• **Supplied entries**:
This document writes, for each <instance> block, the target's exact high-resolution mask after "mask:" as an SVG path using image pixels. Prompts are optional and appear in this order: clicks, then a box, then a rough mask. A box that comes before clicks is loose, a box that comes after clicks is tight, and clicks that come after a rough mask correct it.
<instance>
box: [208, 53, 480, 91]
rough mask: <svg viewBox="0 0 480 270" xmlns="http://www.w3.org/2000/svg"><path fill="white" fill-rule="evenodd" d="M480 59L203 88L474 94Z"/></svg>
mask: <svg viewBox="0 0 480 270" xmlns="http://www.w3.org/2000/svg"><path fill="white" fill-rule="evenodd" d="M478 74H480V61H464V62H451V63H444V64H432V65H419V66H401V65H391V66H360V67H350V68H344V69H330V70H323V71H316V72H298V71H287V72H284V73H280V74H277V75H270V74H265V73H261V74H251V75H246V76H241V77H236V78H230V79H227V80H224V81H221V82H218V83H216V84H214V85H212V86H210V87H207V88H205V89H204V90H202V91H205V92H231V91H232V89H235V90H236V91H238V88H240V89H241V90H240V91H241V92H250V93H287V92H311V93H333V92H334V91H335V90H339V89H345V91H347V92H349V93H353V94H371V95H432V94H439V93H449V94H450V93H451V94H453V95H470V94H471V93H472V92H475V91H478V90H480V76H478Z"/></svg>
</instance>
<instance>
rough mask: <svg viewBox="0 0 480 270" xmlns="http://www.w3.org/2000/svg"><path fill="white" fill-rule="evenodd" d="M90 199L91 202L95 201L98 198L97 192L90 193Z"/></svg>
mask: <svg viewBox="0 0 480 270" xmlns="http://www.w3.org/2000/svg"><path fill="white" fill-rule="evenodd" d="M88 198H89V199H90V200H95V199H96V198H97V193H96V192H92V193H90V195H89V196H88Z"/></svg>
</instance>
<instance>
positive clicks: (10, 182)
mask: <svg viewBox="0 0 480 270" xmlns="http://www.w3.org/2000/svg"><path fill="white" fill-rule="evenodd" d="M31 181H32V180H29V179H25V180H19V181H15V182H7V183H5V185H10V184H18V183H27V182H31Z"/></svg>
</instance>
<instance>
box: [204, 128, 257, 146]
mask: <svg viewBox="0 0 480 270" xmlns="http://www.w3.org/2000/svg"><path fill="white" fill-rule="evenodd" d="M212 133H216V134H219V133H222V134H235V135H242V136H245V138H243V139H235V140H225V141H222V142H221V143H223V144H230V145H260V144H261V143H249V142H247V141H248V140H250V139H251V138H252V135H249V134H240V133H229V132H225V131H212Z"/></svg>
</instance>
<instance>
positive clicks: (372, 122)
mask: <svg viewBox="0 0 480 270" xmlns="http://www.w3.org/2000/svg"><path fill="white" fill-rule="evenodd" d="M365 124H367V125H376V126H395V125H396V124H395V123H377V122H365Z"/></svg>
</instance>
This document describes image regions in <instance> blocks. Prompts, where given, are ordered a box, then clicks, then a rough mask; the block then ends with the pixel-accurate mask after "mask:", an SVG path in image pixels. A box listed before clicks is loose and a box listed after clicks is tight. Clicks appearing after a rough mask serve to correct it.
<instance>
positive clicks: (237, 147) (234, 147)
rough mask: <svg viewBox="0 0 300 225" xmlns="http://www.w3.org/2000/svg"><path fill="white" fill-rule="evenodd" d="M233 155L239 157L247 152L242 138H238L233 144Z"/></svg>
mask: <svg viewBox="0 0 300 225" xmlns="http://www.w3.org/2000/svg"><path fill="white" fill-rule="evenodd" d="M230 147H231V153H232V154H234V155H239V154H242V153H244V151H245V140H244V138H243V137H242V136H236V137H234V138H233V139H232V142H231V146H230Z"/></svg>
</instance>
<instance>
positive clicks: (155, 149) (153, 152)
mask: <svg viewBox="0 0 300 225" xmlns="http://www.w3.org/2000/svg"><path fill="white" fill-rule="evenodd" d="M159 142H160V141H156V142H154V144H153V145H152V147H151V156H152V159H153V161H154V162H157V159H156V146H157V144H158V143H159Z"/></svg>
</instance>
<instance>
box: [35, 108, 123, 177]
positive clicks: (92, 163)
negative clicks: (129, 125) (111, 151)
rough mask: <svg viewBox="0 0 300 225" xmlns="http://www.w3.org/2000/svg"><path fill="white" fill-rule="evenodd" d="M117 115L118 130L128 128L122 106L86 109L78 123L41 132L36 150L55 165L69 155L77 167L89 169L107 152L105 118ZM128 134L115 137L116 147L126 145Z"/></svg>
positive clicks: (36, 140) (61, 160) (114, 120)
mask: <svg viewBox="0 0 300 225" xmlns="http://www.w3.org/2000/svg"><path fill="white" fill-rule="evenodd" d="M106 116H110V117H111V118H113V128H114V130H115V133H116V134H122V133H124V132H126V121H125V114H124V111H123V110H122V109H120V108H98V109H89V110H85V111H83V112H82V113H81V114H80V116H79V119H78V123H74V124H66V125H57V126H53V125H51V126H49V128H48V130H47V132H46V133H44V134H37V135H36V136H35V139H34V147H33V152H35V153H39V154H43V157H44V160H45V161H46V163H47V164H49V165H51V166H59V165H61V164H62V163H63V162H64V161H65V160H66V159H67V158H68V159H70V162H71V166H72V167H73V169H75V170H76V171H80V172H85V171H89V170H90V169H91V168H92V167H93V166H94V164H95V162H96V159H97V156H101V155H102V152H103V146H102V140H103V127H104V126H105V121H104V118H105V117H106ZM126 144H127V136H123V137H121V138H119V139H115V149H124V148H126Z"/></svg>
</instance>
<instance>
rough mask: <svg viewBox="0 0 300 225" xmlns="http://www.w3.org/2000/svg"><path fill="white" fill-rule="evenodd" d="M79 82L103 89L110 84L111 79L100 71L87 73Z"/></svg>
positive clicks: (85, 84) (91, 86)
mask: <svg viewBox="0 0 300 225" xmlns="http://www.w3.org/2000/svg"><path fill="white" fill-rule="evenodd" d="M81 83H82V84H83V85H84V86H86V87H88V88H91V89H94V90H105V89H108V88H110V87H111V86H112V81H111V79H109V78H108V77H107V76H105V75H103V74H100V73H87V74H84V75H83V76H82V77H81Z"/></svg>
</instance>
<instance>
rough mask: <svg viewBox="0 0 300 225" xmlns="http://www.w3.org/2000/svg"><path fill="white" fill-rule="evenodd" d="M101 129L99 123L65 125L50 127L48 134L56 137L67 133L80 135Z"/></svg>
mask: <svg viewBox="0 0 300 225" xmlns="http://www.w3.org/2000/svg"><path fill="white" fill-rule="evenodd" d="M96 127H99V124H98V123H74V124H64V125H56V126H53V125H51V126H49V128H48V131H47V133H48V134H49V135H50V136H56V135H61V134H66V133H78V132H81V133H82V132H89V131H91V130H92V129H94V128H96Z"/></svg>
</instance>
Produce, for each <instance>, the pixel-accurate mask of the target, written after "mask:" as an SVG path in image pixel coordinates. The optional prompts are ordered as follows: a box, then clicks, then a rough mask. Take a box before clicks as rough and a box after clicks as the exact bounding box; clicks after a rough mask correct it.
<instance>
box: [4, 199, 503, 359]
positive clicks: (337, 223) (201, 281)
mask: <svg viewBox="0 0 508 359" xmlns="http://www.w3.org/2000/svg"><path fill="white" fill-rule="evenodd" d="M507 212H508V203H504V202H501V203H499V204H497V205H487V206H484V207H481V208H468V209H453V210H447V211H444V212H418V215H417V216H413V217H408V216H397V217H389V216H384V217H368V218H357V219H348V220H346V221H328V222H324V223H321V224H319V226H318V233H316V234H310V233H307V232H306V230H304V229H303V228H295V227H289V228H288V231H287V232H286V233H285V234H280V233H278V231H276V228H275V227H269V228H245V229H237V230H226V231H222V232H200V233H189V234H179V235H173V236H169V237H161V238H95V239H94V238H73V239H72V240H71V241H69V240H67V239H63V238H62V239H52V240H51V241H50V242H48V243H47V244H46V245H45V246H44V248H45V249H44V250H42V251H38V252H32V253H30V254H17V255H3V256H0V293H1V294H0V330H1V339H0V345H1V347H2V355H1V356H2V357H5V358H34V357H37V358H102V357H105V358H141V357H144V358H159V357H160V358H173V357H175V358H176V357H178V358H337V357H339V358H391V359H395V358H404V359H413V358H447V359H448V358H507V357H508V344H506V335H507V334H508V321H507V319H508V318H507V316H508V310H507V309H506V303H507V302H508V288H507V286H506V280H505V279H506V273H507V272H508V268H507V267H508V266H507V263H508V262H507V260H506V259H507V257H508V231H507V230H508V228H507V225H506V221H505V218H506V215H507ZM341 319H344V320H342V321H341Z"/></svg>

• **Your instructions**:
Line count for the string "target": give the number of lines in the listing that hold it, with no other output.

• **Expected answer**:
2